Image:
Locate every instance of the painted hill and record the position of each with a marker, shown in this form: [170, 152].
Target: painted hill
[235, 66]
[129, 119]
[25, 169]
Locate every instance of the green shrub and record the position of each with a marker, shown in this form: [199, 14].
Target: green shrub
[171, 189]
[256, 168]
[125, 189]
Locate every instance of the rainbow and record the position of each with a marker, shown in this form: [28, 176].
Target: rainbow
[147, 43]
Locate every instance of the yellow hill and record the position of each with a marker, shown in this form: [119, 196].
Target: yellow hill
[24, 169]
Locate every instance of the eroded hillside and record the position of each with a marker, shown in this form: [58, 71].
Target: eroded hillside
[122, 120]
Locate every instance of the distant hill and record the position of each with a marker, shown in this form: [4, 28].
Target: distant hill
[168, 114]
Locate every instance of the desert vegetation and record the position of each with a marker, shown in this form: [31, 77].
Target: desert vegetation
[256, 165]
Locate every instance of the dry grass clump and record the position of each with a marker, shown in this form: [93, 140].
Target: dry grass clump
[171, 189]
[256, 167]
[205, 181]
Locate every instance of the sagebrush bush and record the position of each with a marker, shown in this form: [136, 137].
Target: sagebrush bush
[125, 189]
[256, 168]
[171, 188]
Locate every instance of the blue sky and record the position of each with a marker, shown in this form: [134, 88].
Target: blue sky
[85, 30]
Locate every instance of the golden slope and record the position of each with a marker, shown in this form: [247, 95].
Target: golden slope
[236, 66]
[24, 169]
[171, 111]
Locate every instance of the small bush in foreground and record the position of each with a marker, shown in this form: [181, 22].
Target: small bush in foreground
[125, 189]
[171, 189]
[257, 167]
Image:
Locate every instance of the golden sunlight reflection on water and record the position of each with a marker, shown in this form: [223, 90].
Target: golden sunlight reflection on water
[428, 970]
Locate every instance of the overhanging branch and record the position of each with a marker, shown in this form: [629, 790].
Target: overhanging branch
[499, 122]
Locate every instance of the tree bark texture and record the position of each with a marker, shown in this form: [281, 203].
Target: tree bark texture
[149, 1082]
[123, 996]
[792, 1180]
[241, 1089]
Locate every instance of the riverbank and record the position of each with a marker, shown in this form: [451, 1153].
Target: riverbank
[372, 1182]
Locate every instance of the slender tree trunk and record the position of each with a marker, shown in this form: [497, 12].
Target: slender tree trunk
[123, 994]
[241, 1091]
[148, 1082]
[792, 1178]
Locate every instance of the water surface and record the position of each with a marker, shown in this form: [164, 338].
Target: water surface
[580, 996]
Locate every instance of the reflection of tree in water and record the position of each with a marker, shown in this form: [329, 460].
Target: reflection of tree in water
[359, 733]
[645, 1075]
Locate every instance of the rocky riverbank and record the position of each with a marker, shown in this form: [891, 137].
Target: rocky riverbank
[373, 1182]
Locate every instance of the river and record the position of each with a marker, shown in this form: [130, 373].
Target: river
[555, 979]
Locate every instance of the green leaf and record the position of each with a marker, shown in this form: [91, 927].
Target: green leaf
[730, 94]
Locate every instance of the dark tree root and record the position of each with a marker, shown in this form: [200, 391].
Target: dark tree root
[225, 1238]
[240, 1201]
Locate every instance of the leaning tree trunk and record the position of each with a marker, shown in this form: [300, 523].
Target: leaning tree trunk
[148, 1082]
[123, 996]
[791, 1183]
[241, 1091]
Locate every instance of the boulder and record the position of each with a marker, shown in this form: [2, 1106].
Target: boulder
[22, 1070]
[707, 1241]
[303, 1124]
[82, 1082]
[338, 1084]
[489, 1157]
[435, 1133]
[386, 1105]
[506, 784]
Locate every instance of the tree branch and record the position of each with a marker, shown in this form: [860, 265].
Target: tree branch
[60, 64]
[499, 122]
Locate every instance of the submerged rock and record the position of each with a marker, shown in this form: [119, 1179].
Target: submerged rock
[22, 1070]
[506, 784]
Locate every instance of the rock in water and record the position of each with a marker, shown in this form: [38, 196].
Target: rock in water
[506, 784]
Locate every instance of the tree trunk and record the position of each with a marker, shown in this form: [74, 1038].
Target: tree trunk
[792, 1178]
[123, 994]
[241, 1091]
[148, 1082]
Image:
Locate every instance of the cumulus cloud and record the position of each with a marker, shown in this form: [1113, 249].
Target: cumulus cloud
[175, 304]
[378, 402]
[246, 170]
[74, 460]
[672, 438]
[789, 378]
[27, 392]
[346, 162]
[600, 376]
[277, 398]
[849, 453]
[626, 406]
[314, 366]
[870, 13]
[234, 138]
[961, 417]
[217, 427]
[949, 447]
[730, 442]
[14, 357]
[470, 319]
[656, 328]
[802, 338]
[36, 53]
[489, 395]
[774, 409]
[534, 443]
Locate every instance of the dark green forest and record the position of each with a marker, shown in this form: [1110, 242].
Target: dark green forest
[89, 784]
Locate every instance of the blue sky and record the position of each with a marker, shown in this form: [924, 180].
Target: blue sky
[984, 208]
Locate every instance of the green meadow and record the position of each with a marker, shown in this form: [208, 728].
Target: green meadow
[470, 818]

### WHAT YOU ARE ASKED TO DO
Copy the entire listing above word for word, line by line, with no changes.

### RESPONSE
Image:
Locate every instance of the painted hill and record the position of each with a marker, shown in this form: [170, 152].
Target: painted hill
[235, 66]
[129, 119]
[25, 169]
Locate every instance of the green shrub and record the position of each with a marker, shown in this form: [199, 14].
Target: green shrub
[171, 189]
[256, 168]
[125, 189]
Locate every instance of the rainbow and record the position of each with a marker, shown in this form: [28, 176].
Target: rainbow
[147, 43]
Locate every instance of the yellow hill and record the position of each with a marker, shown in this form: [119, 196].
Target: yellow hill
[24, 169]
Locate every instance of the eroded hillside and record the position of each with a marker, shown in this form: [58, 71].
Target: eroded hillside
[122, 120]
Locate every instance of the distant hill and record the position of each with a marker, shown in this form: [4, 28].
Target: distant hill
[168, 114]
Locate every instance of the desert vegetation and record the position of each with a marker, shown in this form: [31, 77].
Target: desert vegetation
[256, 165]
Locate every instance of the dry grass clump and record the position of each with a marker, shown in this form: [93, 140].
Target: dry grass clump
[171, 189]
[256, 167]
[205, 181]
Locate every instance of the sagebrush bush and record the position of each with a marker, shown in this form: [136, 137].
Target: sagebrush bush
[125, 189]
[256, 168]
[171, 188]
Locate every instance of the blue sky and record the position of each with a marker, shown in this form: [134, 88].
Target: blue sky
[85, 30]
Locate every instance of the golden slope and record the position of each with a marker, shown in this form: [247, 95].
Target: golden slope
[236, 66]
[24, 169]
[171, 111]
Locate every instance of the small bush in foreground and record the position of each with a marker, shown in this form: [181, 22].
Target: small bush in foreground
[125, 189]
[171, 189]
[257, 167]
Image:
Locate every instance of the golden sunlight reflection on water and record the position of each with a marker, shown in this form: [223, 90].
Target: golden sunlight reflection on water
[428, 970]
Locate every instance of the overhanging branch and record the position of each with a marker, shown in this form: [629, 790].
Target: overhanging branch
[499, 122]
Locate every instance of the tree bark texture and record the position of each with a marker, shown in this form: [281, 203].
Target: tree bark texture
[149, 1082]
[123, 996]
[792, 1180]
[241, 1089]
Locate every instance of the riverbank and record the position of each with a marker, shown in this form: [451, 1153].
Target: riverbank
[372, 1182]
Locate every instance of the slender tree trunk and record the position of each with a marker, shown in this form: [497, 12].
Target: slender tree trunk
[123, 994]
[241, 1091]
[148, 1082]
[792, 1178]
Locate every instance of the water surface and record the position of each with a marker, shown in this form: [164, 338].
Target: water surface
[580, 996]
Locate every instance of the reflection of tree in water and record the position of each with a marker, shown in this form: [329, 460].
Target: reflection of tree in water
[359, 733]
[645, 1075]
Locate every instance of the rocky riverbank and record the position of each with a marker, shown in this form: [891, 137].
Target: rocky riverbank
[373, 1182]
Locate every instance of the river and record the position of each with a marker, shown in this form: [130, 373].
Target: river
[555, 979]
Locate every instance of the green leaf and record the position of each with a marker, shown in this form: [91, 927].
Target: green leaf
[730, 94]
Locate every instance of the dark tree root and record the position of each with a marker, shown in this form: [200, 391].
Target: dark tree root
[225, 1238]
[240, 1201]
Locate every instance of the leaning tree trunk and record the position of each with a marker, shown in this form: [300, 523].
Target: leaning tree trunk
[148, 1082]
[123, 996]
[791, 1183]
[241, 1091]
Locate every instance of the boulder and record the position of each with a marker, shown in this form: [2, 1106].
Target: boulder
[22, 1070]
[707, 1241]
[303, 1124]
[82, 1082]
[338, 1084]
[489, 1157]
[435, 1133]
[386, 1105]
[506, 784]
Locate every instance of the tree branch and record the position of each with a marker, shown in this form: [860, 265].
Target: tree branch
[60, 64]
[499, 122]
Locate every instance of the submerged rock and record the position of each with a marker, shown in this form: [119, 1179].
Target: submerged rock
[22, 1070]
[506, 784]
Locate every instance of the rock in water and record the position of each with a marker, shown in this form: [38, 196].
Target: rock in water
[506, 784]
Locate every instance of the tree trunk and record the position of each with a marker, shown in this form: [74, 1038].
Target: tree trunk
[792, 1178]
[123, 994]
[241, 1091]
[148, 1082]
Image:
Locate every instance of the cumulus cloud and record the position of each with a marker, shown in this form: [1113, 249].
Target: cumulus cloud
[175, 304]
[378, 402]
[246, 170]
[74, 460]
[672, 438]
[789, 378]
[27, 392]
[346, 162]
[600, 376]
[277, 398]
[849, 453]
[626, 406]
[314, 366]
[870, 13]
[234, 138]
[961, 417]
[217, 427]
[949, 447]
[730, 442]
[14, 357]
[470, 319]
[656, 328]
[802, 338]
[36, 53]
[489, 395]
[774, 409]
[534, 443]
Locate every instance of the dark green forest and record the position of each with a marker, shown in this form: [1110, 242].
Target: dark green forest
[89, 784]
Locate every instance of the blue sky and record the position of each with a marker, shown in this form: [924, 180].
Target: blue sky
[984, 208]
Locate every instance of the green meadow and record the position of each with a marker, shown in this form: [208, 728].
Target: green meadow
[470, 818]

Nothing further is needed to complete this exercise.